**WORK INSTRUCTIONS**
Pictures stay out of the copy; output exactly the lines from the one containing "Mark one point on each instance of the bolt" through the end of the material.

**ENTRIES PROVIDED**
-*-

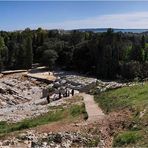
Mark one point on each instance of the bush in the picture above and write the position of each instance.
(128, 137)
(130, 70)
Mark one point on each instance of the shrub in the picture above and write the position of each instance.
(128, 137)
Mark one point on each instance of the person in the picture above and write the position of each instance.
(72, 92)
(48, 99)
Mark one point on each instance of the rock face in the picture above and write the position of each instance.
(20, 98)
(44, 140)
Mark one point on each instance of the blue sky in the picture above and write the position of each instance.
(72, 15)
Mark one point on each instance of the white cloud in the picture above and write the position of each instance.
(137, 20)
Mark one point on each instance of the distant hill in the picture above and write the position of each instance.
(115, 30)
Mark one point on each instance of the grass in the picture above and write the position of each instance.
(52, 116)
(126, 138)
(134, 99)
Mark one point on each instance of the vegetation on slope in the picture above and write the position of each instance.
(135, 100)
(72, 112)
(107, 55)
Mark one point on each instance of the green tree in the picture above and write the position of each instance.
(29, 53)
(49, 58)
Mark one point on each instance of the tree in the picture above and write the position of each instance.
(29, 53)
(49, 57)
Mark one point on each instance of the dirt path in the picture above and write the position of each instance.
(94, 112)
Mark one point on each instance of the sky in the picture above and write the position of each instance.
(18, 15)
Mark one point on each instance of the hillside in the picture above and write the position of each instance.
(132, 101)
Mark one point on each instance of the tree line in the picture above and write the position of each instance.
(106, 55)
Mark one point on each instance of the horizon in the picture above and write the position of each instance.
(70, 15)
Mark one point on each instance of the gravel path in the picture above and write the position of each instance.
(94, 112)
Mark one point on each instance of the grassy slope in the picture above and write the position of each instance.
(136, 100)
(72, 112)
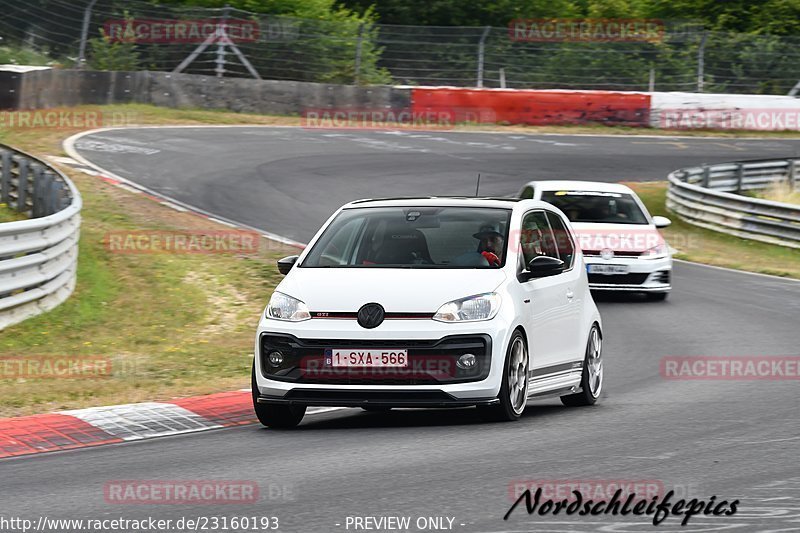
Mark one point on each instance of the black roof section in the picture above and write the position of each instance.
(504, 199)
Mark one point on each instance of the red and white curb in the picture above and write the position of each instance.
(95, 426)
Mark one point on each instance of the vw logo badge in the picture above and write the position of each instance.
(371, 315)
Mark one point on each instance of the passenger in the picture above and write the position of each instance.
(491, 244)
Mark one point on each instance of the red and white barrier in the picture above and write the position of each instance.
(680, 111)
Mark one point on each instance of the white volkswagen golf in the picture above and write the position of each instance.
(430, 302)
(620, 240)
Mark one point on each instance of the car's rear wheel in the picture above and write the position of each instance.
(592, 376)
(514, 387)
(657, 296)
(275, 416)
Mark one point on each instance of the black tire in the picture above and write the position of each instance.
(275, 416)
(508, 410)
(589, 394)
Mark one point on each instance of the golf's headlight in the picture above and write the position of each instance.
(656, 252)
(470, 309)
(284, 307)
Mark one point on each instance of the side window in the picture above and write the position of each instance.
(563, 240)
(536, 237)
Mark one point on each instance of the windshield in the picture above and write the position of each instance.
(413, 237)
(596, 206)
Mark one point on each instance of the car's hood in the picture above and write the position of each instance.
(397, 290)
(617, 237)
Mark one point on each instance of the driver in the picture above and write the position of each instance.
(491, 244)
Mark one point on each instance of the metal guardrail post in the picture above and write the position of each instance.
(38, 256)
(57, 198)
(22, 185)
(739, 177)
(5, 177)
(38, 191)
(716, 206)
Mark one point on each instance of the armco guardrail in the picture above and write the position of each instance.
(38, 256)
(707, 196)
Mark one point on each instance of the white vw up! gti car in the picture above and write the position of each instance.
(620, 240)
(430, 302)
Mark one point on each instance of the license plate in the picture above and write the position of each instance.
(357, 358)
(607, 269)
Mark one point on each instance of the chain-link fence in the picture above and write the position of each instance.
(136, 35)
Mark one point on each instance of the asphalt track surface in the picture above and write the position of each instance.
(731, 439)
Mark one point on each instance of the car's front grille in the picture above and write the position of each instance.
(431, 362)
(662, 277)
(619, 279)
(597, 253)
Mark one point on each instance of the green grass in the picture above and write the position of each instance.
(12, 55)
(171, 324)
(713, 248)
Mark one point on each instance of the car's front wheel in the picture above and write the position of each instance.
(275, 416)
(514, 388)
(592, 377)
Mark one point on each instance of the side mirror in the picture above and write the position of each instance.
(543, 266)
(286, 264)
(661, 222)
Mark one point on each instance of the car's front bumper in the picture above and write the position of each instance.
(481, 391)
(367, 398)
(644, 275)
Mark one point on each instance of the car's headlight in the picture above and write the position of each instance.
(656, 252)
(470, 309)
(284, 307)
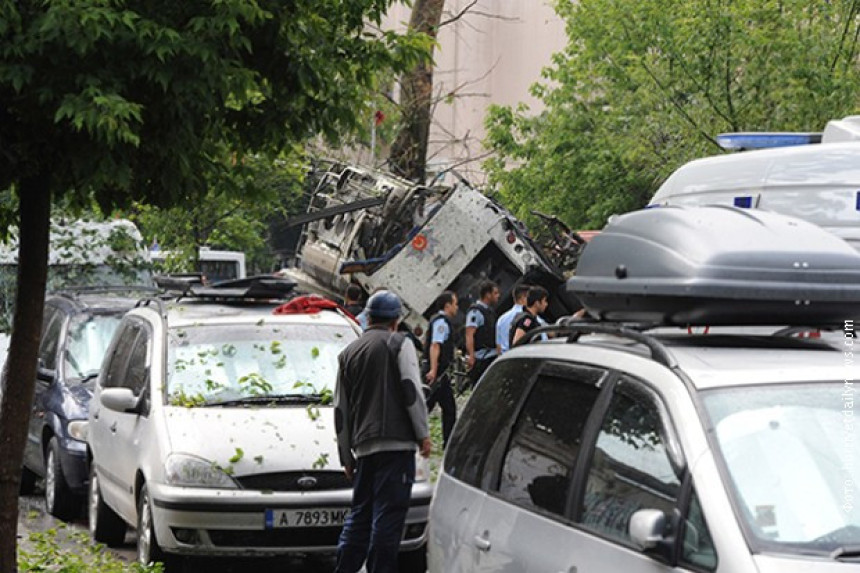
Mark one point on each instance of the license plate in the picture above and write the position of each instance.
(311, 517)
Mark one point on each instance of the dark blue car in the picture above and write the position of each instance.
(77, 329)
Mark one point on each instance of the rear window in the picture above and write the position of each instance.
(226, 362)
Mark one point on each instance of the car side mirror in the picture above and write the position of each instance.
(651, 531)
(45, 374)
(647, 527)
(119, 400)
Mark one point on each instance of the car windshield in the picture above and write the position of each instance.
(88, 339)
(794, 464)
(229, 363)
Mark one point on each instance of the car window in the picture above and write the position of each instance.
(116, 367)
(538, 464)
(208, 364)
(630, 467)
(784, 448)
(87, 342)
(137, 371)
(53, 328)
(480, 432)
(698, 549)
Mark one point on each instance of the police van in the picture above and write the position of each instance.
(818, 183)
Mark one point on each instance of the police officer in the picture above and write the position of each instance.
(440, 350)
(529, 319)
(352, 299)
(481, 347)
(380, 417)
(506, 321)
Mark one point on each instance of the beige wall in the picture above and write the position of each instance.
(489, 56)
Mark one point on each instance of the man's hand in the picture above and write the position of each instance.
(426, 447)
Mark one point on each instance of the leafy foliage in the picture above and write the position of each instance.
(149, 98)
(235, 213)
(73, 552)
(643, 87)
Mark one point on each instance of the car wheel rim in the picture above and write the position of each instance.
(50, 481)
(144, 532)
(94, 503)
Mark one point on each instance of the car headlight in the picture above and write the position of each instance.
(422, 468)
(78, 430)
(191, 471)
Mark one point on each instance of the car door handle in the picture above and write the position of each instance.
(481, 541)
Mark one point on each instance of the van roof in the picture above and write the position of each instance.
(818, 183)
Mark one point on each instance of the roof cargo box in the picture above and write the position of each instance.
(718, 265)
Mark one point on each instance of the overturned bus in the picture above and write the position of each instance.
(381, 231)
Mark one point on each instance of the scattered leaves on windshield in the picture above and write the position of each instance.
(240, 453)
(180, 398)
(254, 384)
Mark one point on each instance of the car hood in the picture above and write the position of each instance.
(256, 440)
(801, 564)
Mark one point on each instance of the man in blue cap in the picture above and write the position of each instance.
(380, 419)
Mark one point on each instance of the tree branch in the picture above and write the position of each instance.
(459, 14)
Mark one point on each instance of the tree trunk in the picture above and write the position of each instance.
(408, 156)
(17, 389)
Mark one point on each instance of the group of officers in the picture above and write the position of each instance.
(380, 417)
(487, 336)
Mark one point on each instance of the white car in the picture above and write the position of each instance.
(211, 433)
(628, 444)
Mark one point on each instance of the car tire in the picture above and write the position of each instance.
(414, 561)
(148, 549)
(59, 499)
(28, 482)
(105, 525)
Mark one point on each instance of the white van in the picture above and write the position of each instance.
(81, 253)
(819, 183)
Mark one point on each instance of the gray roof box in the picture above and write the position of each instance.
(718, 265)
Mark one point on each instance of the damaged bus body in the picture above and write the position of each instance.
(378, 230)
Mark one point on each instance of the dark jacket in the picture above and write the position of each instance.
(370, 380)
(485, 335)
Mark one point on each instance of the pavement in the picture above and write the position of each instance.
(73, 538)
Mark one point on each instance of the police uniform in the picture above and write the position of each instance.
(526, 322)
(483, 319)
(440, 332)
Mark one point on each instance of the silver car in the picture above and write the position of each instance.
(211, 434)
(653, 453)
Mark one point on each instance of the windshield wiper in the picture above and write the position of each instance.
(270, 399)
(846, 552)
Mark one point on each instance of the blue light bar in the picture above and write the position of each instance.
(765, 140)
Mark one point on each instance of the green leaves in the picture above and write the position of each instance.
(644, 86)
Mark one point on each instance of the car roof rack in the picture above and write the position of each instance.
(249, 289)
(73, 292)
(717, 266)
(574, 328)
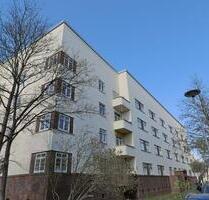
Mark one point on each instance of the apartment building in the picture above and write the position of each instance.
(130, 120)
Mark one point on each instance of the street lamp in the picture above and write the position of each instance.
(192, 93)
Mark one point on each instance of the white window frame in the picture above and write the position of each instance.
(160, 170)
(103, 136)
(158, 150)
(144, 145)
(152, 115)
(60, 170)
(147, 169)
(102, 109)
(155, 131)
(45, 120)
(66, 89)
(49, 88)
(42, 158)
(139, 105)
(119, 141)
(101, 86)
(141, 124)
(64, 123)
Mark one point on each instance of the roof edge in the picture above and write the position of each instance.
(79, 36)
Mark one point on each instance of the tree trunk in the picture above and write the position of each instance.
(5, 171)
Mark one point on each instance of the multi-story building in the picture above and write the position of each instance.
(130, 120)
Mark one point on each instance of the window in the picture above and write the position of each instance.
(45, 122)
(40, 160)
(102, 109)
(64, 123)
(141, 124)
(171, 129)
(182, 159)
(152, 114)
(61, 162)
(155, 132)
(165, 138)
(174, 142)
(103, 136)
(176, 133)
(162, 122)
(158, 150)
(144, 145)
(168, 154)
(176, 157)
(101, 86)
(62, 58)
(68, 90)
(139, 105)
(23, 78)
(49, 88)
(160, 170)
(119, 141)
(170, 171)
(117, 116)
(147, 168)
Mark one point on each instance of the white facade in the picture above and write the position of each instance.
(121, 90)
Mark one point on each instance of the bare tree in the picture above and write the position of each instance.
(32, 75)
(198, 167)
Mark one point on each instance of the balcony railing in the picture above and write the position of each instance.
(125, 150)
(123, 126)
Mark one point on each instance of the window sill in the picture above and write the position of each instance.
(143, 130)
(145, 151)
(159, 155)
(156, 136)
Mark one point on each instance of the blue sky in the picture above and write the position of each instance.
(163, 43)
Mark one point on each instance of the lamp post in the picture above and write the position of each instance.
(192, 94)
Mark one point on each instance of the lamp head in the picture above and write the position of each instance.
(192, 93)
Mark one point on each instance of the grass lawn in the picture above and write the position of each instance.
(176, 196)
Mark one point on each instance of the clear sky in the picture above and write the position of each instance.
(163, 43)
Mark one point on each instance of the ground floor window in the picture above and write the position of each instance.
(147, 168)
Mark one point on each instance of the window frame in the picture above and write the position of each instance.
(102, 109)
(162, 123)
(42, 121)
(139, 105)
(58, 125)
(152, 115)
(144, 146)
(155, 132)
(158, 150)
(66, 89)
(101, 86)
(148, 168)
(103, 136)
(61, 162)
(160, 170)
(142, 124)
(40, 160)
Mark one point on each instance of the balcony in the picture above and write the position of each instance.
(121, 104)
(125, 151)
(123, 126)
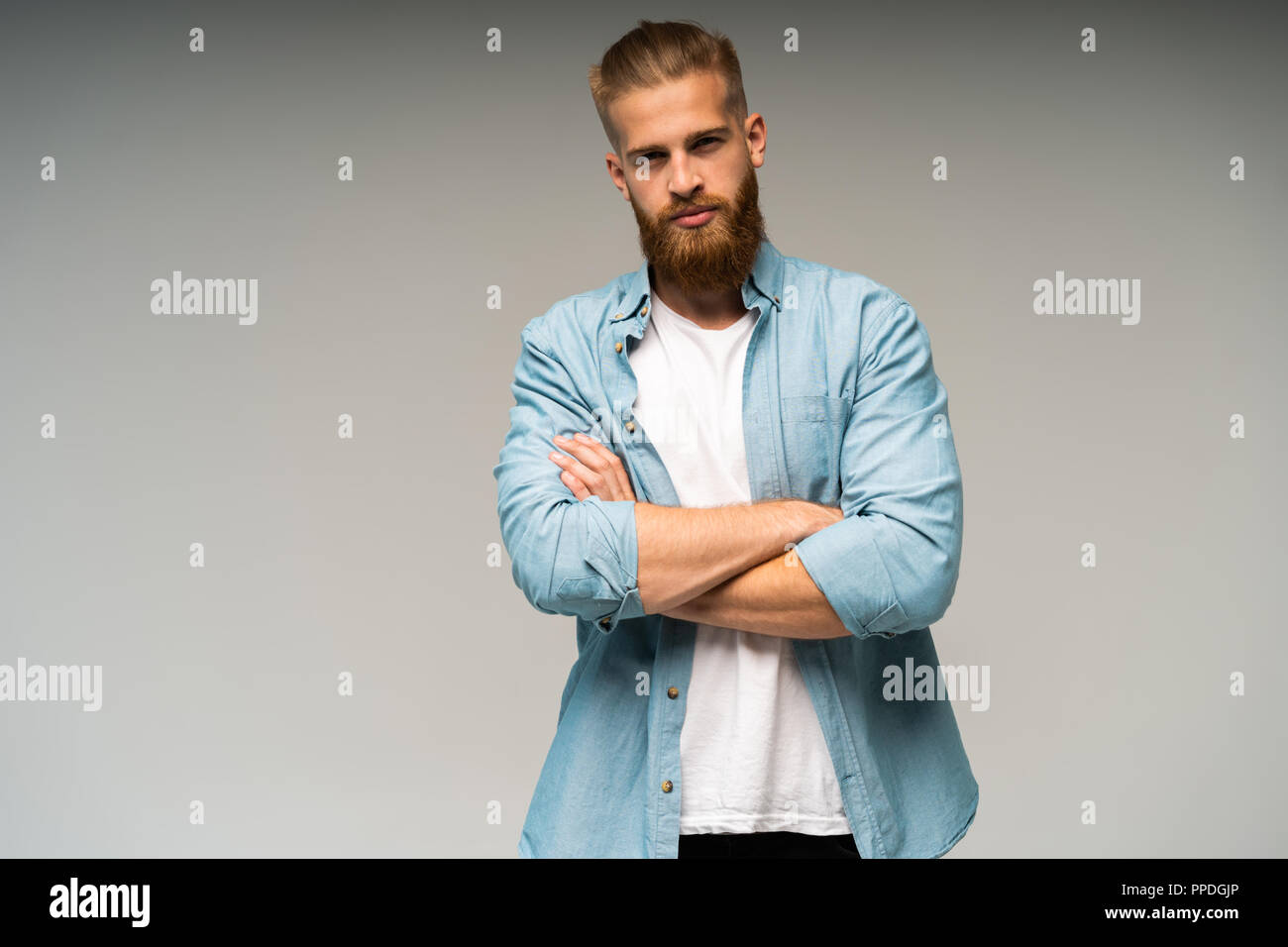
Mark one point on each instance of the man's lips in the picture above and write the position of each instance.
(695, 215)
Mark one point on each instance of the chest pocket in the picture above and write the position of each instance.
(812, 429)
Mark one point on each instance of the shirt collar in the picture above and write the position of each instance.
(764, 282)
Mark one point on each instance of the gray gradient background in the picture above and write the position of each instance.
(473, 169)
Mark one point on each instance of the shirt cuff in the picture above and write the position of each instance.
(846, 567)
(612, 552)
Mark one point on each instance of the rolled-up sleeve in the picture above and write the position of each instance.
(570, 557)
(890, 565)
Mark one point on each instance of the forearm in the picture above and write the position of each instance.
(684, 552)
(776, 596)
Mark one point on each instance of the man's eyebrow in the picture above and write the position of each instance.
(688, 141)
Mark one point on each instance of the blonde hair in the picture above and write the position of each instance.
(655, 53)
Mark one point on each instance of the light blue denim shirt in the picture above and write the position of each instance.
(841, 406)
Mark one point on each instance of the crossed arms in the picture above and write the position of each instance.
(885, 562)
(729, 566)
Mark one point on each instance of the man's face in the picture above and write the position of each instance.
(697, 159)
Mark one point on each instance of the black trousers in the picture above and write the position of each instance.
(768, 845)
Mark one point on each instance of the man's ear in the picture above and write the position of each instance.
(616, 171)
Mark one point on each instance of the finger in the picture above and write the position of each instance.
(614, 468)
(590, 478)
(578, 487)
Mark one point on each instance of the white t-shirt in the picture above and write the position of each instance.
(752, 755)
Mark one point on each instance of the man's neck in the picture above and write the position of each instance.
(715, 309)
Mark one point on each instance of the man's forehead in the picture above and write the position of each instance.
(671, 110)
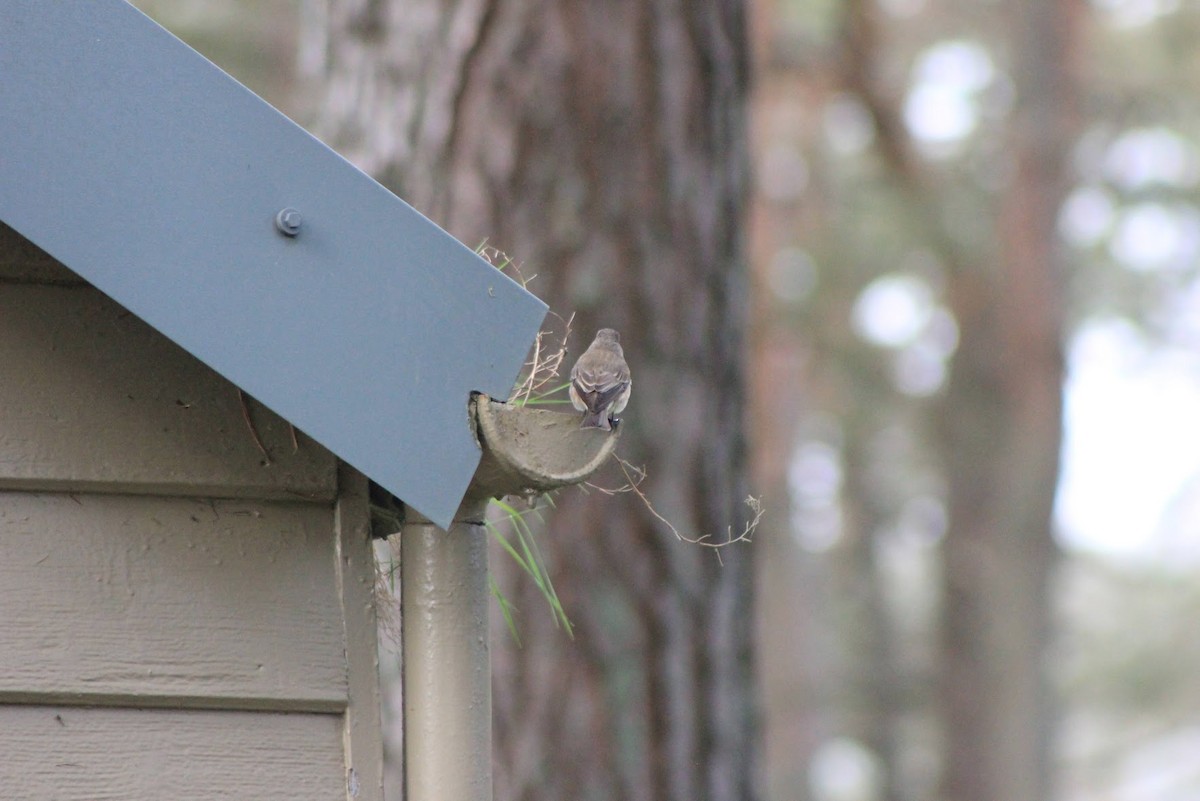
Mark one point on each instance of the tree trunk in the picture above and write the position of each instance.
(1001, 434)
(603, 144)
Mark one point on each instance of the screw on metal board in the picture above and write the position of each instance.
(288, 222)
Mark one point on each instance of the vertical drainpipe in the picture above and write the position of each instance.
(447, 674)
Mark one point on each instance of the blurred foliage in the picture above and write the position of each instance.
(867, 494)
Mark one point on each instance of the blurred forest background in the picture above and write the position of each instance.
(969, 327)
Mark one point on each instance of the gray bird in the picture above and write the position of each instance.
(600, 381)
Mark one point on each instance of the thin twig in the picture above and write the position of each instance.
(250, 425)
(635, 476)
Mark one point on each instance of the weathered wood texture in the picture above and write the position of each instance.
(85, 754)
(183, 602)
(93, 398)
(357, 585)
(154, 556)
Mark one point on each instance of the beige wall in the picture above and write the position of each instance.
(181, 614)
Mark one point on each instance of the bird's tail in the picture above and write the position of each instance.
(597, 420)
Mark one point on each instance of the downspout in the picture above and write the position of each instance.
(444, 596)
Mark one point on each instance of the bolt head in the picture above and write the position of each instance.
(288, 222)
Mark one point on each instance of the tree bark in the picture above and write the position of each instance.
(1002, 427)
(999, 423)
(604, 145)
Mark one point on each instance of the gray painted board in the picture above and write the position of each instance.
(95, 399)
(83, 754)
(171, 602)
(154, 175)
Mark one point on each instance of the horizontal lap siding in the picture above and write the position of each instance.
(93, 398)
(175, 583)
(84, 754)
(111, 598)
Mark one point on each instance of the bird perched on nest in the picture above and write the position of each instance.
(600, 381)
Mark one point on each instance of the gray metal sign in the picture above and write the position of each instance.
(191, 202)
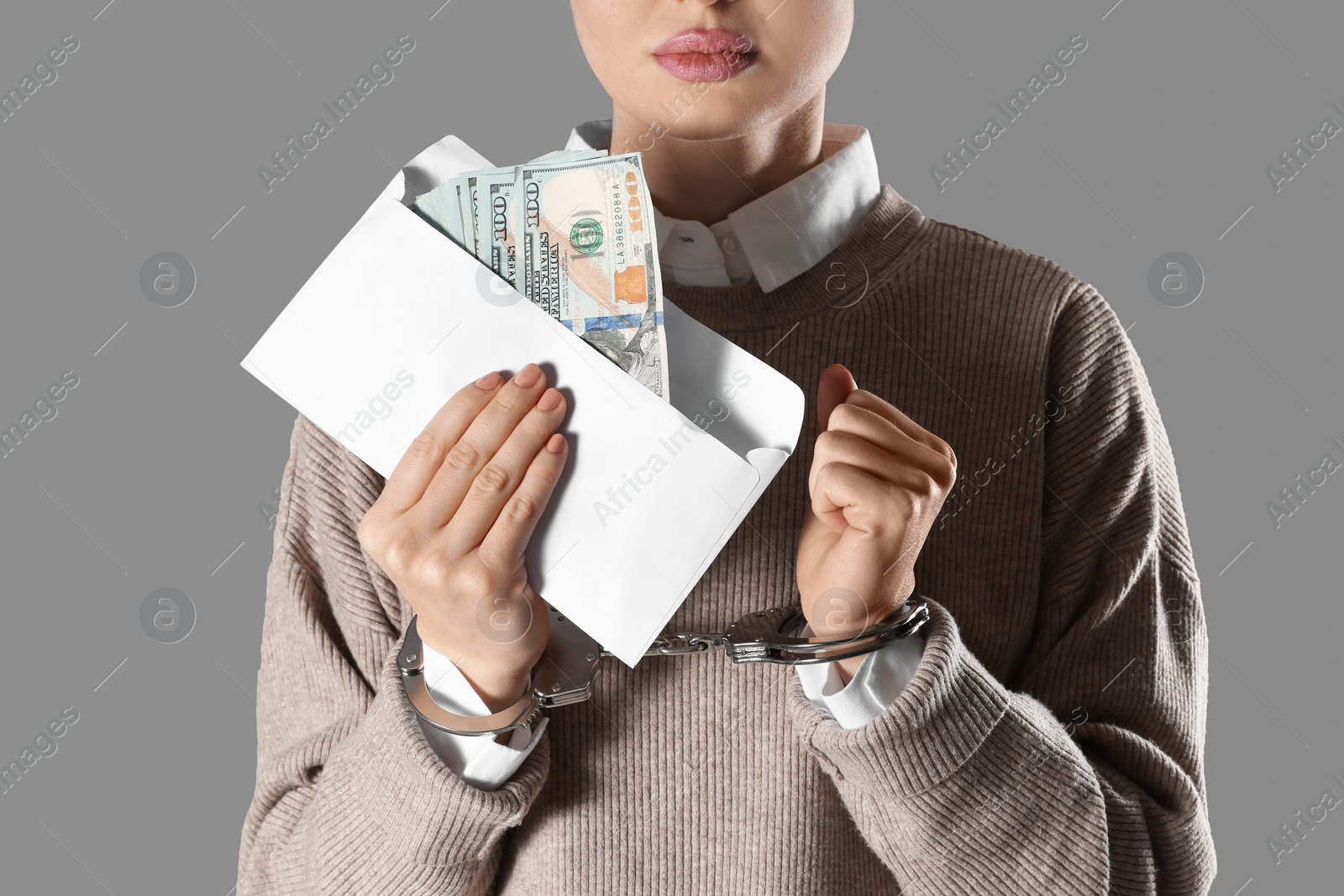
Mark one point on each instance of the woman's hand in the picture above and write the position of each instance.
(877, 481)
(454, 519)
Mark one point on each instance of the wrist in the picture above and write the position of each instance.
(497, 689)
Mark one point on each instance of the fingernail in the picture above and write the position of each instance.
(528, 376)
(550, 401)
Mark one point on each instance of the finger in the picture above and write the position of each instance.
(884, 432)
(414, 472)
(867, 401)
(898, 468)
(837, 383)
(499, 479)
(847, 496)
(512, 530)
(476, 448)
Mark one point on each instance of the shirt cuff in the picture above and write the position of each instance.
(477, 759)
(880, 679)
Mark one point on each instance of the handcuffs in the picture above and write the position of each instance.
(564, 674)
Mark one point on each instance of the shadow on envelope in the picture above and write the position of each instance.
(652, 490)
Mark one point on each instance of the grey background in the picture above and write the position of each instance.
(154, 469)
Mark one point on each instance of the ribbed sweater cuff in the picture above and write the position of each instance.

-*-

**REPLY TO THE EXERCISE**
Mark one point on each instance of the bolt head in the picture above and write the position of each instance.
(288, 222)
Mark one point on each instance of the tree bark in the picture above and write the position of each instance.
(1002, 427)
(999, 423)
(604, 145)
Mark one point on each instance of the gray painted board in the picture above and write the position of each instance.
(95, 399)
(83, 754)
(171, 602)
(154, 175)
Mark one point on each instance of the horizontal lap siding in the picture above and write the position of each instance.
(93, 398)
(175, 583)
(84, 754)
(111, 598)
Mark one point on each instance of the bird perched on nest in the picture above and write the position of each instance.
(600, 381)
Mark one point on each instance of the gray metal sign in the picture above and write the position of each instance.
(191, 202)
Mark one point on each instance of the woman's hand in the picture above and write the position of each instance.
(877, 481)
(454, 519)
Mark one point on each instance of the wrist in the picture above and write the position of each instance.
(497, 689)
Mark one point on each instance of the fingernail in the picture above and write the position of each instance.
(528, 376)
(550, 401)
Mark one point on each instance of the finger in the picture above and write the position of each instance.
(884, 432)
(414, 472)
(867, 401)
(898, 468)
(837, 383)
(499, 479)
(847, 496)
(512, 530)
(476, 448)
Mark one point on each instance of the shirt cuff in the picture above and write the position of each instance.
(477, 759)
(880, 679)
Mark one point on each instance of the handcuffs in the picture above and write the position of each instance.
(564, 674)
Mark one point on each instance of the shadow on envelope in the picture above and write the position of each instance.
(652, 490)
Mark one point on each instance of the grey background in the picture above and write the position of each instance.
(154, 469)
Mark one point on each instance of the ribbed sweater cuff in the picture above and write the position of each instance.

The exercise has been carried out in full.